And there is Mirad (also known as Unilingua), developed by Noubar Agopoff, of France. It is a very carefully constructed language; every letter maps to a semantic value. And, unsurprisingly, its vocabulary is not based on any existing language. Its word for ‘butterfly’, I learn, is gopelat. But its dictionary also gives another word, gipelat: it means ‘blue butterfly’.

butterfly, part 11

North American butterflies: can you name them?

When was the last time you saw a butterfly?

Can you name what kind it was?

I don’t see butterflies too often, and when I do see one it is for a fleeting moment, and I could not possibly tell you what kind of butterfly it is. I am an etymologist, not an entomologist. And I almost never have my camera at the ready, so I have very few photographs of butterflies – which is why I haven’t included any photos of them yet.

But I do have four that I took nearly 20 years ago. I was using quite a large and clunky camera (a Bronica SQ-A, for the curious), and yet I managed to get reasonably close. Here:

As I said, I don’t know what kinds of butterflies those are (maybe you do!). They may not even all be members of the same family, taxonomically – they could be Hesperiidae, Papilionidae, Pieridae, Lycaenidae, Riodinidae, or Nymphalidae (which in turn has 13 subfamilies). Not that most of us could tell which family they belong to by looking. For example, the monarch butterfly belongs to the Nymphalidae, whereas the common Jezebel butterfly, which to the casual observer could be a different-coloured cousin of the monarch, actually belongs to the Pieridae.

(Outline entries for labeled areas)

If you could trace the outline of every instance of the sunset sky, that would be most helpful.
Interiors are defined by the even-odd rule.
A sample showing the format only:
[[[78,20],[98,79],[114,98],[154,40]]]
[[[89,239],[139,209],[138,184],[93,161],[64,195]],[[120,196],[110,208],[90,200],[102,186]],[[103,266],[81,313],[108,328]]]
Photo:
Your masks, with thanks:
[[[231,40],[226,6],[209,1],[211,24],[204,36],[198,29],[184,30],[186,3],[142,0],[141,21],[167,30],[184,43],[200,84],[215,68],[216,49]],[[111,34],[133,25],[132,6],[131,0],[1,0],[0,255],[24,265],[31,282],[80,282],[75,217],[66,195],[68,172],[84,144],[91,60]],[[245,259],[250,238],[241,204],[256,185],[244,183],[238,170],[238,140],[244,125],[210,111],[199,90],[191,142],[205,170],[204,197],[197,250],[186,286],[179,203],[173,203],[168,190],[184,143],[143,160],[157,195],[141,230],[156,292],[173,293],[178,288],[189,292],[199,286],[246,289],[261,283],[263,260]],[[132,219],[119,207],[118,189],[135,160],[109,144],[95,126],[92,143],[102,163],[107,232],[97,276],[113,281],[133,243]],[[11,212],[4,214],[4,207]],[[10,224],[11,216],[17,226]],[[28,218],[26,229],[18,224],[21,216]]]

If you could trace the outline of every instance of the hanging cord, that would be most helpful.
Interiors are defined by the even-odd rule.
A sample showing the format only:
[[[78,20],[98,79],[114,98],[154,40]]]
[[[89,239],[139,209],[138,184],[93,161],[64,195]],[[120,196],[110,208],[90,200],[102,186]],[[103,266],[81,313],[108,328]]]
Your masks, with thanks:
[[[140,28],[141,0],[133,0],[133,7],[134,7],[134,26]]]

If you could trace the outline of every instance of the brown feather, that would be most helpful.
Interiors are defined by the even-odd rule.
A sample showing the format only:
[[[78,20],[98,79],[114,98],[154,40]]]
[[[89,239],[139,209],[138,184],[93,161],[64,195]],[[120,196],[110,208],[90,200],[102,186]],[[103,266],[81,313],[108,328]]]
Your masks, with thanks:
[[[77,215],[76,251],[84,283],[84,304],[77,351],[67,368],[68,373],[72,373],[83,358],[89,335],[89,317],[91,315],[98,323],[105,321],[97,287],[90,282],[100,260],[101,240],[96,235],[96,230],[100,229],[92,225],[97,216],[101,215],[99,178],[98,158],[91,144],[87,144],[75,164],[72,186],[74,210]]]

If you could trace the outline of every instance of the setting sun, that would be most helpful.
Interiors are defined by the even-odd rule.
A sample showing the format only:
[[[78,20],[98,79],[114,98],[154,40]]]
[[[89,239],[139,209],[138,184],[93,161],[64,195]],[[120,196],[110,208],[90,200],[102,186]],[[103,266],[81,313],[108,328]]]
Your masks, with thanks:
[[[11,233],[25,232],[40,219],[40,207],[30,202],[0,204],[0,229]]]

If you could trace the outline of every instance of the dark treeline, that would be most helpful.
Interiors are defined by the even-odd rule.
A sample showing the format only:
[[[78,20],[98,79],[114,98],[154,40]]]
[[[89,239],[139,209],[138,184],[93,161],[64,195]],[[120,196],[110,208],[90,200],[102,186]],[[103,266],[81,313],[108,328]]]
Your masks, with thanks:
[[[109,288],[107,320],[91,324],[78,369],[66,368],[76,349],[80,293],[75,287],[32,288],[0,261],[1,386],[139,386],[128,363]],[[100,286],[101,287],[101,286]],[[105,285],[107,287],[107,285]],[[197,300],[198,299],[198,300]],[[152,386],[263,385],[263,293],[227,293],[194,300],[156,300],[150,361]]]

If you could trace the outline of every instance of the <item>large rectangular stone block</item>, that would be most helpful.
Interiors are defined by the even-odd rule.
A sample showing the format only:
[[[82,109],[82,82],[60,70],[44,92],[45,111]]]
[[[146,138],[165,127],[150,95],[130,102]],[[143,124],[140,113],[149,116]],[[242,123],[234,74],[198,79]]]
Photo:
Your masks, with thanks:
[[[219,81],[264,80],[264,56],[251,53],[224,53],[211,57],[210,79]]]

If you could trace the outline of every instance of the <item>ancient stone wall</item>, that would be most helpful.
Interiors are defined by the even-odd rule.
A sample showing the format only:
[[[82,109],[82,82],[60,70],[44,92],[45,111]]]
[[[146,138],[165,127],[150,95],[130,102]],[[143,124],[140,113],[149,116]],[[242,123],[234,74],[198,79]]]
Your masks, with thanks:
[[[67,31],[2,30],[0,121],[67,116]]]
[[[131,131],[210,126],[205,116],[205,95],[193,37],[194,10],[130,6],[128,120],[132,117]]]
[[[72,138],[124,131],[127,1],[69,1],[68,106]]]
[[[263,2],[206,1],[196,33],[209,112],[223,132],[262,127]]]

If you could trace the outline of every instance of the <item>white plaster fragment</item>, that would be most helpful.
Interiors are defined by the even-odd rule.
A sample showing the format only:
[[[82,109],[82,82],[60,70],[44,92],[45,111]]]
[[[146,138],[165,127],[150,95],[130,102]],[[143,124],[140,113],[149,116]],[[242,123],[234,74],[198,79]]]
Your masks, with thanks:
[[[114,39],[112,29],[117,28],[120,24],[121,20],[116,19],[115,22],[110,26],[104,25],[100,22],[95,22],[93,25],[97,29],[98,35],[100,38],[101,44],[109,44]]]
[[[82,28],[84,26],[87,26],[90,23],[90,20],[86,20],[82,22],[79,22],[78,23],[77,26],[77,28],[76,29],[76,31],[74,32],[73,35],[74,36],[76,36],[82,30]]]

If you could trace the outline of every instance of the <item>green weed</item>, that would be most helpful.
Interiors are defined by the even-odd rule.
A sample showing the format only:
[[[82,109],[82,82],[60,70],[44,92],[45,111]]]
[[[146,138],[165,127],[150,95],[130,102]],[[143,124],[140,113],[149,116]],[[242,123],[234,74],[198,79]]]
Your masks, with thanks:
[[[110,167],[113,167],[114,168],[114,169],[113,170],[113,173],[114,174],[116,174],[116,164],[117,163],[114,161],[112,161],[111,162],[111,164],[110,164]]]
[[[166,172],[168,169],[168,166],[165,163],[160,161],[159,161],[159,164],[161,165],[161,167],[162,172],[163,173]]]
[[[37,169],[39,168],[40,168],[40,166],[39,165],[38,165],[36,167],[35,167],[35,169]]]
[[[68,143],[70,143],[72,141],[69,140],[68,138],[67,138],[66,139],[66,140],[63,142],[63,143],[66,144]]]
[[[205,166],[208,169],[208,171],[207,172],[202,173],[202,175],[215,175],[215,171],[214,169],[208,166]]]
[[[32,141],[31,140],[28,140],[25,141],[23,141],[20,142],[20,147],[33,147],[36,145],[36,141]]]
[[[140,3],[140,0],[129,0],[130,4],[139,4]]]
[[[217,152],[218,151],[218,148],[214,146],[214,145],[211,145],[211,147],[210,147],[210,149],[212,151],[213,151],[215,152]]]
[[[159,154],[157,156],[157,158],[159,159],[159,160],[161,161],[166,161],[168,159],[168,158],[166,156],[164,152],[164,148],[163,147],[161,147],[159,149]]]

JOB: Extract the butterfly passage in its entirety, preserving every word and punctuation mark unchanged. The lines above bear no relation to the butterfly passage.

THE OUTPUT:
And there is Mirad (also known as Unilingua), developed by Noubar Agopoff, of France. It is a very carefully constructed language; every letter maps to a semantic value. And, unsurprisingly, its vocabulary is not based on any existing language. Its word for ‘butterfly’, I learn, is gopelat. But its dictionary also gives another word, gipelat: it means ‘blue butterfly’.

butterfly, part 11

North American butterflies: can you name them?

When was the last time you saw a butterfly?

Can you name what kind it was?

I don’t see butterflies too often, and when I do see one it is for a fleeting moment, and I could not possibly tell you what kind of butterfly it is. I am an etymologist, not an entomologist. And I almost never have my camera at the ready, so I have very few photographs of butterflies – which is why I haven’t included any photos of them yet.

But I do have four that I took nearly 20 years ago. I was using quite a large and clunky camera (a Bronica SQ-A, for the curious), and yet I managed to get reasonably close. Here:

As I said, I don’t know what kinds of butterflies those are (maybe you do!). They may not even all be members of the same family, taxonomically – they could be Hesperiidae, Papilionidae, Pieridae, Lycaenidae, Riodinidae, or Nymphalidae (which in turn has 13 subfamilies). Not that most of us could tell which family they belong to by looking. For example, the monarch butterfly belongs to the Nymphalidae, whereas the common Jezebel butterfly, which to the casual observer could be a different-coloured cousin of the monarch, actually belongs to the Pieridae.